**Exercise brief**
Reproduce the records precisely. Every line should be included.

**Input records**
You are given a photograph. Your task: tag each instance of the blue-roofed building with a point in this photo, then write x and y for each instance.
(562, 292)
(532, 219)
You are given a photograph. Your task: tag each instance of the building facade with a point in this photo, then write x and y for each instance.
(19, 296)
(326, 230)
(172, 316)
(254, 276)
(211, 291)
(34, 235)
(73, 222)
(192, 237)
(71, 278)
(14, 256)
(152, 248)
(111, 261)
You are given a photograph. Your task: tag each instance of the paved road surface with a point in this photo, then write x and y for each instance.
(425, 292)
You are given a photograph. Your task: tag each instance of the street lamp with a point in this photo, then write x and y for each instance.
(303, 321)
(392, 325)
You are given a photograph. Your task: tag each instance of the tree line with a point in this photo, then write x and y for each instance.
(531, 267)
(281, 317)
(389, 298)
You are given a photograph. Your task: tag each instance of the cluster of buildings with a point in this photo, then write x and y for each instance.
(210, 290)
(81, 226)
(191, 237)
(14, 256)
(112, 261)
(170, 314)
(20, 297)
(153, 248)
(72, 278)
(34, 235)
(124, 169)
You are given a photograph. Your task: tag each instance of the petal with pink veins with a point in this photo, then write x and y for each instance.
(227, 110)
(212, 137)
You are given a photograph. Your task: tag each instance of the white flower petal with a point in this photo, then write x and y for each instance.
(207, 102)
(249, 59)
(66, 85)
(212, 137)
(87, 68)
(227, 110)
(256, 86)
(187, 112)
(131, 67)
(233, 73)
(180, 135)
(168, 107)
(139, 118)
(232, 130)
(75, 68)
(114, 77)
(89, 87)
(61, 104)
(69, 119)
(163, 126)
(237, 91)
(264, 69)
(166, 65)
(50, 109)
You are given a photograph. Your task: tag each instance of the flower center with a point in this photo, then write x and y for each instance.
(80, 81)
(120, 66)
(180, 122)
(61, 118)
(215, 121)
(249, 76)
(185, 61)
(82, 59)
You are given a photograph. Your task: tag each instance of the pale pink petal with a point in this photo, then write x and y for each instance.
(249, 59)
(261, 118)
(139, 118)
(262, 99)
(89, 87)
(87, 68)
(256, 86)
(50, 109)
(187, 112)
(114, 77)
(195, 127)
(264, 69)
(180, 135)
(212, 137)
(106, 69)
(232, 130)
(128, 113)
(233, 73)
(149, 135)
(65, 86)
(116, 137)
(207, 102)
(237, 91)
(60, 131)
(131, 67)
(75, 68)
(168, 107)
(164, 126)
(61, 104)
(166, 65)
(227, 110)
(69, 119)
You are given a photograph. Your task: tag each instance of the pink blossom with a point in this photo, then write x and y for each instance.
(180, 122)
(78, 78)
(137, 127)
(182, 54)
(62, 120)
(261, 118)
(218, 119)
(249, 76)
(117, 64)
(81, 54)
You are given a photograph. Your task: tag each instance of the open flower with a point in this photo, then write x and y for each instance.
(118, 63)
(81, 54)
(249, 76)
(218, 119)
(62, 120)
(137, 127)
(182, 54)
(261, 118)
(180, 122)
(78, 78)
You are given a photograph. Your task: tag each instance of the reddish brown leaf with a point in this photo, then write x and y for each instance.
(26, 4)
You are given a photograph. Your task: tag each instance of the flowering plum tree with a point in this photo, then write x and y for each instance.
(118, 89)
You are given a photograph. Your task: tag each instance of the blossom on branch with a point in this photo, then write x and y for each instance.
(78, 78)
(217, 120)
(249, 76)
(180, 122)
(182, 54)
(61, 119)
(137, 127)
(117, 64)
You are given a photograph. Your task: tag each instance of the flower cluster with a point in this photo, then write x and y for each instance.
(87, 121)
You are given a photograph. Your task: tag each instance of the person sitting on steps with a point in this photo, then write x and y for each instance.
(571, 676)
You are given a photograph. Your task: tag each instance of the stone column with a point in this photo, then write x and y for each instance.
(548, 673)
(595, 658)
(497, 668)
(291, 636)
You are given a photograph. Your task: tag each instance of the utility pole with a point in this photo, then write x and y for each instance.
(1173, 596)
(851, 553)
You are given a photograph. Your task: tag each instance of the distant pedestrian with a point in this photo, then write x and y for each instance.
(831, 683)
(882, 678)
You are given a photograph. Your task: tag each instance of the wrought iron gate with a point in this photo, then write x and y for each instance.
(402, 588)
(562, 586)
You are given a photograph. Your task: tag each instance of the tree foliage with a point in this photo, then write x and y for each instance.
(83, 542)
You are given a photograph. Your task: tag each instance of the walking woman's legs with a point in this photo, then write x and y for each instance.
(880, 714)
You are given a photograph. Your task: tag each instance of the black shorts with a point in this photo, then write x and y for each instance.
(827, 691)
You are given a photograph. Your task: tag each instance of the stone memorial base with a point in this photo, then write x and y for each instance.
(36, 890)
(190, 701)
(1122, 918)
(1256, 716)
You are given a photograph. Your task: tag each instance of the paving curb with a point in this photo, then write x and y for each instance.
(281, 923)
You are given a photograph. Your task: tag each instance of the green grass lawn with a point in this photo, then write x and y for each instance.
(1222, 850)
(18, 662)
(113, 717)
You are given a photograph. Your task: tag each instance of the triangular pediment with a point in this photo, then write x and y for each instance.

**Response to this exercise**
You are given a photograph. Your task: tag each instance of the blue-roofed building with a point in this photo, then write x and y for each instance.
(562, 292)
(532, 219)
You are given a photograph. Your task: tag each instance of the building facade with a point in this photo, then write x and y for each instance.
(19, 296)
(326, 230)
(172, 316)
(254, 276)
(211, 291)
(34, 235)
(73, 222)
(192, 237)
(71, 278)
(14, 256)
(152, 248)
(111, 261)
You are given a photograph. Your task: tag each instance of the paved road surface with a point in this photo, then write x and y for each instance.
(425, 292)
You are given a photograph. Your task: tag each instance of the street lamp with a point in this photo, then write x and y for each instance.
(303, 321)
(392, 325)
You are given a photograph. Your task: tag each instance of the tree line with a point in this photo, then write x and y for each instance.
(531, 267)
(281, 317)
(389, 298)
You are given a photograph. Your task: tag each instance of the cluster of buildings with a point in this photo, then write x and y for each instance.
(210, 290)
(81, 226)
(191, 237)
(14, 256)
(112, 261)
(170, 314)
(20, 297)
(153, 248)
(72, 278)
(34, 235)
(124, 169)
You are given a photograph. Your task: tag each instance of the petal with pink veins with a point in this photo, then write x and y for each instance.
(227, 110)
(212, 137)
You are given a photograph. Your task: tag each instance of the white flower petal with a point in this photo, then write x and y for each instance.
(207, 102)
(249, 59)
(66, 85)
(212, 137)
(87, 68)
(227, 110)
(256, 86)
(187, 112)
(131, 67)
(233, 73)
(180, 135)
(168, 107)
(139, 118)
(232, 130)
(75, 68)
(114, 77)
(89, 87)
(61, 104)
(69, 119)
(163, 126)
(237, 91)
(264, 69)
(166, 65)
(50, 109)
You are given a photograph. Your task: tag each instance of the flower center with a point in this photo, then write x and y for each instance.
(80, 81)
(120, 66)
(180, 122)
(61, 118)
(215, 121)
(249, 76)
(185, 61)
(82, 59)
You are given a photograph. Your task: tag each instance of the pale pink petal with a point in this photo, then write x and y for each instance.
(249, 59)
(261, 118)
(139, 118)
(262, 99)
(89, 87)
(87, 68)
(256, 86)
(50, 109)
(187, 112)
(114, 77)
(195, 127)
(264, 69)
(180, 135)
(212, 137)
(106, 69)
(232, 130)
(128, 113)
(233, 73)
(149, 135)
(65, 86)
(116, 137)
(207, 102)
(237, 91)
(60, 131)
(131, 67)
(75, 68)
(168, 107)
(164, 126)
(61, 104)
(166, 65)
(227, 110)
(69, 119)
You are given a photograph. Your task: tag each instance of the pink blossom with a point in this photo, then write x and y for each instance.
(180, 122)
(78, 78)
(137, 127)
(182, 54)
(62, 120)
(261, 118)
(218, 119)
(249, 76)
(117, 64)
(81, 54)
You are given a photograph. Your task: tag each instance of the open flower with a point in this photo, then write x and y for each instance.
(118, 63)
(81, 54)
(249, 76)
(218, 119)
(62, 120)
(137, 127)
(182, 54)
(261, 118)
(180, 122)
(78, 78)
You are given a photograph. Your task: tag each instance of the reddish brown leaf with a point in this photo, then write x and y for each instance.
(26, 4)
You are given a photograph. Your task: tag each instance of the flowering plum tree with a point in this photo, then write x and y for each instance.
(118, 89)
You are given a photograph. Your task: tag each instance of the blossom on branch with a point in this photo, then write x and y for each instance.
(78, 78)
(217, 120)
(249, 76)
(180, 122)
(182, 54)
(61, 119)
(137, 127)
(117, 64)
You are given a photograph. Your task: tag each instance of the flower cluster with a point in this photo, then write x and y for each instance.
(87, 121)
You are given a photograph. Your task: tag each instance of the person sitting on steps with a point in this photo, then write x and y for each instance.
(571, 676)
You are given a photograph. Your task: tag each instance of the stone column with a point in this photo, then write x and y for each instance.
(548, 673)
(595, 658)
(497, 668)
(291, 636)
You are given a photograph. Your task: tag each instance of the utility pole with a point in this photo, then write x and y for each instance.
(1173, 596)
(851, 553)
You are given a photograph. Your task: tag each instance of the distant pedestrian with a point in this photo, then write x and y for each instance.
(831, 683)
(882, 678)
You are given a photograph. Your task: tag each instance of the wrought iron gate with a point in this photo, then write x and y for each instance.
(402, 588)
(562, 586)
You are given a photograph. Your task: tag each instance of the tree foliage with a point in this photo, then write x and y for each instance.
(83, 542)
You are given a photograph. Your task: tag each instance of the walking woman's legs with a point in this photo, then write x and y for each instance.
(880, 714)
You are given a photograph. Your task: tag each instance of the black shorts with a point in this photo, then write x and y for each instance.
(827, 691)
You are given a photograph. Your task: tag each instance of the stone memorial base with a point in this photo, then write x and y for each instance.
(36, 890)
(190, 701)
(1122, 918)
(1256, 716)
You are given a photograph. Your task: tag each instance of the paving curb with a point in this photo, then write x and y for each instance.
(281, 923)
You are given a photograph. Your task: tag each instance of the green grass lawn with a point in this photo, then write x and y for each instance.
(1222, 850)
(18, 662)
(113, 717)
You are given a photograph. Your task: tag each instance of the triangular pediment with a point in this photo, then write x and y for each instance.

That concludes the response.